_Task item A_. From the passage on travel security, return the text starting with "What Should You" and going on through "a cable lock.".
_Task item B_. According to the passage on travel security, what did the team setting up Porsche's hotel suite find under the sofa?

_Exercise passage_.
You are ultimately responsible for your travel security, be it physical or technical. But this is a tall order. You are most vulnerable when you move and travel because you operate outside of your daily pattern of life, including connecting to the Internet via a third-party service provider with which you may not be familiar.
There is no shortage of unscrupulous competitors or straight-up criminals who have decided you have information that they desire, and they could have you in their cross hairs. You don’t get to choose whether you are targeted, but you do get to control if you are a soft or hard target.
Is Your Hotel Room Secure? Probably Not
If you hold meetings in a hotel room, you may wish to familiarize yourself with the experiences of the CEO of Porsche. In 2008, Porsche scheduled a meeting in a hotel suite. A day prior to the meeting, the team setting up the suite discovered a baby monitor sitting under the sofa. It was innocuous enough that the Porsche team chalked it up to a previous guest having forgotten the monitor when they checked out.
To their credit, they engaged the hotel staff and found that this particular suite had not been used for many weeks, let alone by a family who would have used a baby monitor. The culprit was never determined, but one can glean a few facts from this: the use of the baby monitor put the listener in relative proximity, the culprit had foreknowledge of the meeting locale and the individual used a device that, if found, could easily be explained away by the target. Porsche no doubt did a review of who knew of the meeting locale and its purpose and tightened up the discussions.
Realize the hotel room is only a semisecure space, even if you lock the door. Items you leave in your room should not be considered secured. The hotel safe is to keep items from being lifted by an individual passing down the hallway or staff. Anyone who has ever forgotten the four- or six-digit code on the hotel room safe has had hotel personnel come to the room and open the safe using a commercially available device in seconds.
What Should You Do?
Understand that you don’t control your hotel room and that it may be under surveillance. Similarly, your room is not a safe locale for storing your devices. If you must leave your device in the room, ensure you always lock it down to an immovable object with a cable lock.

_Data under study_.
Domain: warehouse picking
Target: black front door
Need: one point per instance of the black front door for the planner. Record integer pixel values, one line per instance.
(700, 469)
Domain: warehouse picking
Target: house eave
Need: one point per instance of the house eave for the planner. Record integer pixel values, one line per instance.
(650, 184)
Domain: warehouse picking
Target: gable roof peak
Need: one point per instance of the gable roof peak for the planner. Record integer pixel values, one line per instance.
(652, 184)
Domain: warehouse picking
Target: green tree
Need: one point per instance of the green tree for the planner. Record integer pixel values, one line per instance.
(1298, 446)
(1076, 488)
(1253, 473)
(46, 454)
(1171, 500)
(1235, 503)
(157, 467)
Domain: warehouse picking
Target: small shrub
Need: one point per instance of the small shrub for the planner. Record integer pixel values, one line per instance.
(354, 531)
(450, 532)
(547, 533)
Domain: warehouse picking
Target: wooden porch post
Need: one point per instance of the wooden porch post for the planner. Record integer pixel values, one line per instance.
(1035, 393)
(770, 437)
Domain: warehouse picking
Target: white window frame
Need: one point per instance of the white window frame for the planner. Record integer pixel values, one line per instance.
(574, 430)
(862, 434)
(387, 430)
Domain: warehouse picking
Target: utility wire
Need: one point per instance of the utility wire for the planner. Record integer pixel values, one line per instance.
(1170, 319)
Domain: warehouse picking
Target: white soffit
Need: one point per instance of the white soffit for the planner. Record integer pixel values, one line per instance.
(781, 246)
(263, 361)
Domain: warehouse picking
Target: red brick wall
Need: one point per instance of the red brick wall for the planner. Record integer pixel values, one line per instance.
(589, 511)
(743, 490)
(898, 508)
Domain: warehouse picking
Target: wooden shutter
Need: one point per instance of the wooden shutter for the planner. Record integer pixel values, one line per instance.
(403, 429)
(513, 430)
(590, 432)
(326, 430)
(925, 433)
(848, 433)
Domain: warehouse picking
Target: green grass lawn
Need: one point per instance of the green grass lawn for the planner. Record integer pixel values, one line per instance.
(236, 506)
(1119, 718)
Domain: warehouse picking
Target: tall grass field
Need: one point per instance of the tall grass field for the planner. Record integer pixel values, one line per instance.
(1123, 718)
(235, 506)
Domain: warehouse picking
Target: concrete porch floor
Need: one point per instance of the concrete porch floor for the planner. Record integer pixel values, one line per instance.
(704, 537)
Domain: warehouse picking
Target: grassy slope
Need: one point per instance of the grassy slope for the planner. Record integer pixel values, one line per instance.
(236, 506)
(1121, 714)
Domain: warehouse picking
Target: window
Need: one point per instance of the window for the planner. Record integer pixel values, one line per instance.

_Written answer A_.
What Should You Do?
Understand that you don’t control your hotel room and that it may be under surveillance. Similarly, your room is not a safe locale for storing your devices. If you must leave your device in the room, ensure you always lock it down to an immovable object with a cable lock.

_Written answer B_. A baby monitor.